» **EXERCISE DESCRIPTION**: Would you write out all the records again, exactly?

» **INPUT DATA**:

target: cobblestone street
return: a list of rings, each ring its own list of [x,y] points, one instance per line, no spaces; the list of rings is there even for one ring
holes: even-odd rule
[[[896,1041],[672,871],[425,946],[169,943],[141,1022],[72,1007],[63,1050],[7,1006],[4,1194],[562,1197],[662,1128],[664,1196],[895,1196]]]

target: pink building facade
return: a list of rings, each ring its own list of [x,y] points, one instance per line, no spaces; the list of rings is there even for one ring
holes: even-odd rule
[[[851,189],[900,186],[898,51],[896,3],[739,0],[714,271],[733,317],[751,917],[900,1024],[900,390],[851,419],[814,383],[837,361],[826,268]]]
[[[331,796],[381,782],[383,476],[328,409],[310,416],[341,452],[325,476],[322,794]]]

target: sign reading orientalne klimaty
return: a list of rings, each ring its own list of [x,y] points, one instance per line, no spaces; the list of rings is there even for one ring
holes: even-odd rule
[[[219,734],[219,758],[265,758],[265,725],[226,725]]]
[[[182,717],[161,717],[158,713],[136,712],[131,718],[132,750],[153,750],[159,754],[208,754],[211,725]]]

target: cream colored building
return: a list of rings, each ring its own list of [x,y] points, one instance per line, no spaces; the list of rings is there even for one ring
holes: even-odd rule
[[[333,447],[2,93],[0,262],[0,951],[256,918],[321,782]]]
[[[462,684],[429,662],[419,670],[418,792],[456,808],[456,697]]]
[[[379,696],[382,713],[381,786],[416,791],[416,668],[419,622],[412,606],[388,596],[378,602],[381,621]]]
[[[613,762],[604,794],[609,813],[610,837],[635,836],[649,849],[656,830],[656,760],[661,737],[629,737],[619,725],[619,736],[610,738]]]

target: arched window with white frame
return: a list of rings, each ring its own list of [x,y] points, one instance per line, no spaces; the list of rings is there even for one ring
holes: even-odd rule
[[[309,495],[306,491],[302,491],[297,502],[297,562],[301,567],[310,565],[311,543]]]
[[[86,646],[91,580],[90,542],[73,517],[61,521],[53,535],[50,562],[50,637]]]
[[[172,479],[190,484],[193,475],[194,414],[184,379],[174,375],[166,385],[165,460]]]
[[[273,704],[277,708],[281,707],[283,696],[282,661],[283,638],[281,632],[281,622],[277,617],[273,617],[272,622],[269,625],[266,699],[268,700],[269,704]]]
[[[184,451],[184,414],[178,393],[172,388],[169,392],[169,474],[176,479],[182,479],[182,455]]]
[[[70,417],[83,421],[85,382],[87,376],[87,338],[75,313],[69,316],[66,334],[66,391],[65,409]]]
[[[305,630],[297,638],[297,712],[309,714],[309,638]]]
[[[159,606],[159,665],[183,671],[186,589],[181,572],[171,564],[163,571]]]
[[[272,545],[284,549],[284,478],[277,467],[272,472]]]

» **WRITTEN REPLY**:
target: cobblestone street
return: a list of rings, each ring its own list of [x,y] points, one instance per line, no spaces; the list of rings is there even for one ring
holes: even-odd rule
[[[896,1041],[672,871],[425,946],[169,943],[141,1022],[72,1007],[63,1050],[7,1006],[4,1194],[562,1197],[662,1128],[664,1196],[895,1196]]]

target: pink building facade
return: a list of rings, each ring its own list of [x,y] points, one instance per line, no spaces; the list of rings is there even for one ring
holes: even-odd rule
[[[851,189],[900,186],[898,51],[896,3],[739,0],[714,271],[733,317],[751,917],[900,1024],[900,390],[851,419],[814,383],[837,361],[826,268]]]
[[[331,796],[381,782],[383,476],[328,409],[310,416],[341,452],[325,476],[322,794]]]

target: sign reading orientalne klimaty
return: a list of rings, each ring its own list of [x,y] points, one instance per line, no spaces; the list of rings is there even for one ring
holes: even-odd rule
[[[219,734],[219,758],[265,758],[265,725],[226,725]]]
[[[182,717],[161,717],[158,713],[136,712],[131,718],[132,750],[153,750],[159,754],[208,754],[211,725]]]

target: cream colored building
return: a list of rings, each ring its own list of [x,y] points, one instance per line, no spaces; the list of rings is there even for one ring
holes: even-odd rule
[[[333,447],[2,93],[0,262],[0,951],[256,918],[321,782]]]
[[[462,684],[429,662],[419,670],[418,792],[456,808],[456,697]]]
[[[379,696],[382,713],[381,786],[416,791],[416,668],[419,622],[412,606],[388,596],[378,602],[381,621]]]
[[[613,762],[604,794],[609,813],[610,837],[635,836],[649,849],[656,830],[656,760],[661,737],[629,737],[619,725],[619,736],[610,738]]]

target: arched window with white frame
return: a list of rings, each ring its own list of [x,y] points, one instance per line, no spaces; the list of rings is there even for one ring
holes: even-odd rule
[[[309,495],[306,491],[302,491],[297,502],[297,562],[301,567],[310,565],[311,543]]]
[[[86,646],[91,580],[90,542],[73,517],[61,521],[53,535],[50,562],[50,637]]]
[[[172,479],[190,484],[193,475],[194,414],[184,379],[174,375],[166,385],[165,460]]]
[[[273,704],[277,708],[281,707],[283,696],[282,661],[283,638],[281,632],[281,622],[277,617],[273,617],[272,622],[269,625],[266,699],[268,700],[269,704]]]
[[[184,451],[184,414],[178,393],[172,388],[169,392],[169,474],[176,479],[182,479],[182,455]]]
[[[70,417],[83,421],[85,382],[87,376],[87,338],[75,313],[69,316],[66,334],[66,391],[65,409]]]
[[[305,630],[297,638],[297,712],[309,714],[309,638]]]
[[[159,606],[159,665],[183,671],[186,589],[181,572],[171,564],[163,571]]]
[[[272,545],[284,549],[284,478],[277,467],[272,472]]]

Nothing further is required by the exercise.